* [Problems and tasks]
**a)** In the Apollo program discussion, which rocket supplied the parts that were re-used to create Skylab?
**b)** Reproduce the stretch of the Apollo program discussion from "Putting humans on Mars" through "its former size.".

* [Extracted text]
_ _ _ _

We could have done it carefully and methodically, built a space station FIRST, then a lunar orbital station, and finally, landed on the moon at the end of an infrastructure-building project.

We could have gone to the moon and KEPT GOING, and developed it, rather than just making quick trips as Cold War publicity stunts.

As it is, it's been more than 35 years since the last person walked on the moon.
 
Our strategy to land on the Moon "before this decade is out" certainly sped up space progress in the short term. However, I don't think it slowed space progress in the long term.

While it may have been more methodical to built orbital stations first, it is also much more costly. Not only do you need the heavy-lift launch vehicles to loft the stations into orbit, but you need to send a steady stream of supplies if anyone is to live there. This would require a much larger number of missions, and at the time, the affects of long-term stays in space on the human body were unknown.

In fact, it was only after the Apollo program was canceled that parts of the Saturn V rocket were re-used to create Skylab, the first US space station.

A lunar station would have committed NASA to a large number of missions, and it would have been more expensive than the Apollo missions, due to the larger payload weight and necessary resupply. Putting humans on the surface for a few hours was cheaper and more enlightening than studying the Moon from orbit.

Putting humans on Mars is an even more expensive proposition, and the technology was simply not in place (and still isn't). Perhaps it could have been if the funding given during the 60s had been continued until today, but NASA's budget shrunk to a fraction of its former size.

_ _ _ _

* [Dataset]
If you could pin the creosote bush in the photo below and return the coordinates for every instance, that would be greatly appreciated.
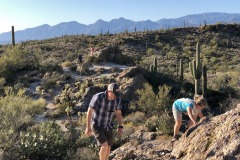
(158, 107)
(16, 112)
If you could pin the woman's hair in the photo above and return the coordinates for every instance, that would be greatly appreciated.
(200, 100)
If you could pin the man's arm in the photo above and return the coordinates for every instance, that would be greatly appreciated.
(189, 110)
(89, 117)
(119, 119)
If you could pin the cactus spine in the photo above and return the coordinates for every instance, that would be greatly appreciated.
(196, 70)
(13, 36)
(153, 74)
(181, 72)
(204, 80)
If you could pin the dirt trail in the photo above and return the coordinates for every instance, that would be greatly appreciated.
(61, 121)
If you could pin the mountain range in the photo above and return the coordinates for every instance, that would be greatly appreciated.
(119, 25)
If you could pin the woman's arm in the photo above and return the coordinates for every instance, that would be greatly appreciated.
(189, 110)
(119, 119)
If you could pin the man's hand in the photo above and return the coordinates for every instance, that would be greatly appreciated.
(88, 131)
(202, 119)
(120, 131)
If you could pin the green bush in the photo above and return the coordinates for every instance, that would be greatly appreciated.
(154, 104)
(15, 60)
(16, 112)
(44, 141)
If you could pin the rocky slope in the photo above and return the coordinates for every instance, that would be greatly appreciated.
(215, 138)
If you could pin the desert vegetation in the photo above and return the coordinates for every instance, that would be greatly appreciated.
(162, 58)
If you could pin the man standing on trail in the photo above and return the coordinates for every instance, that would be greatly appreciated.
(99, 118)
(79, 58)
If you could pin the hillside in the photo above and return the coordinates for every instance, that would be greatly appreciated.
(215, 138)
(119, 25)
(42, 80)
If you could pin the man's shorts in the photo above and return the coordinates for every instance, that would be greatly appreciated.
(176, 113)
(102, 135)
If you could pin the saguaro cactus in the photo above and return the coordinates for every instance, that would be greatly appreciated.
(181, 72)
(153, 73)
(13, 36)
(204, 80)
(196, 70)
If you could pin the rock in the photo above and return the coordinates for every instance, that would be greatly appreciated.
(215, 138)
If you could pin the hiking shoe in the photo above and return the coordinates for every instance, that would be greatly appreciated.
(175, 138)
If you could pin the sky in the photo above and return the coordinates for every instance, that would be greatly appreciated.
(23, 14)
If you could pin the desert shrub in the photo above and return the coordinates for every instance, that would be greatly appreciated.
(228, 104)
(49, 65)
(16, 112)
(158, 106)
(163, 123)
(92, 59)
(50, 80)
(136, 118)
(15, 60)
(43, 141)
(150, 51)
(84, 153)
(152, 123)
(2, 83)
(67, 64)
(151, 103)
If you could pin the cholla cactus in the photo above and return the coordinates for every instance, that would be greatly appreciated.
(196, 70)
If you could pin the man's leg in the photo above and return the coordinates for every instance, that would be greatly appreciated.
(178, 120)
(104, 151)
(178, 123)
(109, 150)
(190, 122)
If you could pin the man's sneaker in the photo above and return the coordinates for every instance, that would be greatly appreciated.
(175, 138)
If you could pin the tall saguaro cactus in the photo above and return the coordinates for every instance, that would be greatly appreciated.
(153, 74)
(181, 72)
(13, 36)
(204, 80)
(196, 69)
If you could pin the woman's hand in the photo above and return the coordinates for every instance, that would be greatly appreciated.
(88, 131)
(120, 131)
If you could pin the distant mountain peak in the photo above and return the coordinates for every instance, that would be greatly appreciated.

_ _ _ _

* [Solutions by task]
**a)** The Saturn V rocket.

**b)**
Putting humans on Mars is an even more expensive proposition, and the technology was simply not in place (and still isn't). Perhaps it could have been if the funding given during the 60s had been continued until today, but NASA's budget shrunk to a fraction of its former size.